Please reproduce the blog post below word for word, everything from "My recovery has" down to "restaurant was stylish.".

*Quoted passage*
┄┄┄┄┄┄┄┄┄┄
Yay, I’ve just had a lunch date with a couple of friends and fellow artists. It’s done me so much good. I’ve come away feeling refreshed.
My motivation is high, and I’ve just finished the third piece of embroidery, but I haven’t had the energy to get out with my camera. However, I have been taking photos on my phone, which is keeping my foot in, and I’ve just been reminded of the value of smart phone photography.
My recovery has developed very quickly since August. Initially I was on a weight gain regime, then onto maintenance, and now I’m learning some flexibility.
My nutritionist agreed that I could try a new food this week. We didn’t specify what that should be, but that I could choose it on the day.
Yesterday I ate at East Street in Rathborne Place, just off of Oxford Street in London. East Street has a menu of many Asian foods. I chose a hot and spicy Thai chicken dish with Jasmine rice. Now that’s the kind of food I want to eat more off. It was delicious. The service was quick, friendly and accommodating (I changed tables because I felt a draft where I initially sat), the food was tasty, and the restaurant was stylish.
I needed some new clothes, and purchased a fab pink jumper and matching pink shirt, pink really suits me, but my real self-care was buying a bath bomb and soap from Lush.
This was a reward for me having the courage to follow my heart and move to London. The photo of the bath bomb isn’t good, but the bath was. I smell like a fizzy lemon. Truly lush.
It was cold and wet in London yesterday. Not my favourite conditions to be outside in, but there’s always a photographic opportunity if we seek it out.
Brief:- Remember, there’s no need to make a direct copy of a photograph, for example a Man Ray photogram; make your own photographic experiment as Adam Fuss did (you can compare their photograms online). If you chose to emulate Man Ray, you might seek out interesting objects that can be rendered graphic shapes in silhouette by shooting them against a white background. Or perhaps you want to emulate the uncanny, liminal sense of space created in a Laura Letinsky photograph but using landscapes. Make the image your own. Artists rarely copy each other, but they do learn from each other. Try to identify exactly what it is in the photograph that appeals to you: the visual quality (tones, colours, light and dark) the composition or design the subject the concept the photographer’s viewpoint the way the photographer has influenced or constructed the image. When you’ve identified these elements, plan what you’ll need: equipment location models. When you’ve organised all this, make the photo.
Final Two Photos
I need to begin by saying that I am not happy with the results of either photo, but there are aspects to each of them that I do like.
The first photo is the one that I most prefer, and makes more use of colour and planes. Yes it is far busy and less subtle than a Letinsky, but I ensured that it used two planes, and it is also 3D in nature because of the net which drops down from the main canvas, and the roses which are hanging down from the light socket. It is aesthetically pleasing to me, it’s pretty and beautiful.
The second photo has more movement, which I prefer. I love how the sheet hangs, and envision this as being similar in nature to the roof of a marquee. But the second plane that I tried to create, with a petal at the end of each piece of thread, just doesn’t work.
Neither photo has the amount of neutral space that Letinsky makes use of so well. Both photos have finger prints, creases and glue marks, which it goes without saying that I am not pleased with. The first photo also has a gap between the satin effect canvas (pinned to the ceiling) and the net (hanging down).
┄┄┄┄┄┄┄┄┄┄
*Recorded data*
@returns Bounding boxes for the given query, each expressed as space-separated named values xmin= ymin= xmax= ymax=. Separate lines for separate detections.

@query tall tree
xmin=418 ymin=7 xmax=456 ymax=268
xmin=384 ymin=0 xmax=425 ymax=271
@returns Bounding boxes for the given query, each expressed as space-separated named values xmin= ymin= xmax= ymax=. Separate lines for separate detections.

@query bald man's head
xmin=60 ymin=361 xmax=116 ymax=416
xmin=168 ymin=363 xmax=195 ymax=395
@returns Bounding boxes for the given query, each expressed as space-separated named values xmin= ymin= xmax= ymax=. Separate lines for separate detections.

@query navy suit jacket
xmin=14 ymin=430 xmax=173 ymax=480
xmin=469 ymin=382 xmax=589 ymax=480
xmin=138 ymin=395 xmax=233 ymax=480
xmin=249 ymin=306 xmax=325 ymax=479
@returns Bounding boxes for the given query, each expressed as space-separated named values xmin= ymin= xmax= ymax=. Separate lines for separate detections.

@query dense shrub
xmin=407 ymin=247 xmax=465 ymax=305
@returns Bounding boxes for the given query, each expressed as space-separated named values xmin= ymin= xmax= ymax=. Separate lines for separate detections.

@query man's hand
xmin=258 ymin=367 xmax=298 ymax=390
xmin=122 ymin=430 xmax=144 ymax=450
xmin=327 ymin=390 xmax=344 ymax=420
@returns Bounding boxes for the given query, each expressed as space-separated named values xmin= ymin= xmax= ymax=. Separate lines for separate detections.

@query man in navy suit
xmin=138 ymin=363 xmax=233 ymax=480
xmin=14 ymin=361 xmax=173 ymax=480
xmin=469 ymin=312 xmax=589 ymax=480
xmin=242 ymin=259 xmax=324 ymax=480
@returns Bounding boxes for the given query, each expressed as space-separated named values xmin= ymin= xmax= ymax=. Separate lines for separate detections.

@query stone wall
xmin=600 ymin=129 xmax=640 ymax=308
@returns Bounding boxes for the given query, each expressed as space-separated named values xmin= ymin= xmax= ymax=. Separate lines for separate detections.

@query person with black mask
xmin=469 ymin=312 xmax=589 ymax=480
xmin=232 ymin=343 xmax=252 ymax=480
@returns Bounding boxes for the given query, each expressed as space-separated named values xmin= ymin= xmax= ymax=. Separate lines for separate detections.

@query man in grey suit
┄┄┄┄┄┄┄┄┄┄
*The answer*
My recovery has developed very quickly since August. Initially I was on a weight gain regime, then onto maintenance, and now I’m learning some flexibility.
My nutritionist agreed that I could try a new food this week. We didn’t specify what that should be, but that I could choose it on the day.
Yesterday I ate at East Street in Rathborne Place, just off of Oxford Street in London. East Street has a menu of many Asian foods. I chose a hot and spicy Thai chicken dish with Jasmine rice. Now that’s the kind of food I want to eat more off. It was delicious. The service was quick, friendly and accommodating (I changed tables because I felt a draft where I initially sat), the food was tasty, and the restaurant was stylish.